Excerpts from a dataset
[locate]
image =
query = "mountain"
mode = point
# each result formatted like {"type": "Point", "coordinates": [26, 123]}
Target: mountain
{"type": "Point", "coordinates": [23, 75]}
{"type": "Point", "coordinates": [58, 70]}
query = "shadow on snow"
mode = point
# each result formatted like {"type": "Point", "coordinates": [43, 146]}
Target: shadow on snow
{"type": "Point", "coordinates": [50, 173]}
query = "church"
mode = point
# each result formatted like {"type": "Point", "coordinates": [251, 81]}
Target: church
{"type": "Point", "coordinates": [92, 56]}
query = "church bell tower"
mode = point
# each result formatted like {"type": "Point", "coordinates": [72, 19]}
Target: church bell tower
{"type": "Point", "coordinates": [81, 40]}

==

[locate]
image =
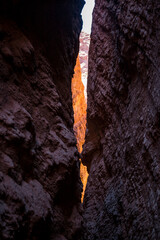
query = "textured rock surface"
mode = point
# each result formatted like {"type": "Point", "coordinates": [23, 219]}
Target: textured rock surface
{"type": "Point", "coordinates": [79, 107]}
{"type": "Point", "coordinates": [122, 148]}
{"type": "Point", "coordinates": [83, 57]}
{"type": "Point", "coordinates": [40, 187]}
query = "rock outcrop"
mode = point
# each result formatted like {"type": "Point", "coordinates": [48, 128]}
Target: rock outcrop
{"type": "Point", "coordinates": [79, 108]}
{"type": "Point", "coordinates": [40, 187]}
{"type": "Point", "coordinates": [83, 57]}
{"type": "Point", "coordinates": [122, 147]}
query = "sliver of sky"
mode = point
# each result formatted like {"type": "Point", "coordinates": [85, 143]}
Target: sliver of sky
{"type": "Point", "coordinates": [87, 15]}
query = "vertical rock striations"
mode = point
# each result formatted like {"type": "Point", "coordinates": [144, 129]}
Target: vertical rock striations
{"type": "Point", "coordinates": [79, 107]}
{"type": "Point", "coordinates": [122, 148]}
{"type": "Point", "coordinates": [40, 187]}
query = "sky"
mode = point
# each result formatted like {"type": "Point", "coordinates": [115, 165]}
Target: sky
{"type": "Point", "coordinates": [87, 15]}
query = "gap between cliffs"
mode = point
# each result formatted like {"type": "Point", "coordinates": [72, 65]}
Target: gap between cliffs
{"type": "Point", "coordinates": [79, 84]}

...

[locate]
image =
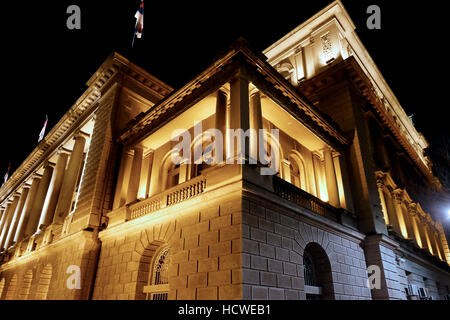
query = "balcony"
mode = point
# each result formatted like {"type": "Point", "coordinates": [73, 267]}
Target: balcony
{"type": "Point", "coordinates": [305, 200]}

**WHAT IS BEING ASKED:** Search the records for the string "query", and copy every line that holds it.

**OUTPUT OF THE TASK:**
query = "mountain"
query = "shadow on snow"
query = "church"
query = "church bell tower"
query = "textured rock surface"
query = "rock outcrop"
query = "sliver of sky"
query = "vertical rock striations"
query = "sky"
query = "gap between cliffs"
query = "balcony"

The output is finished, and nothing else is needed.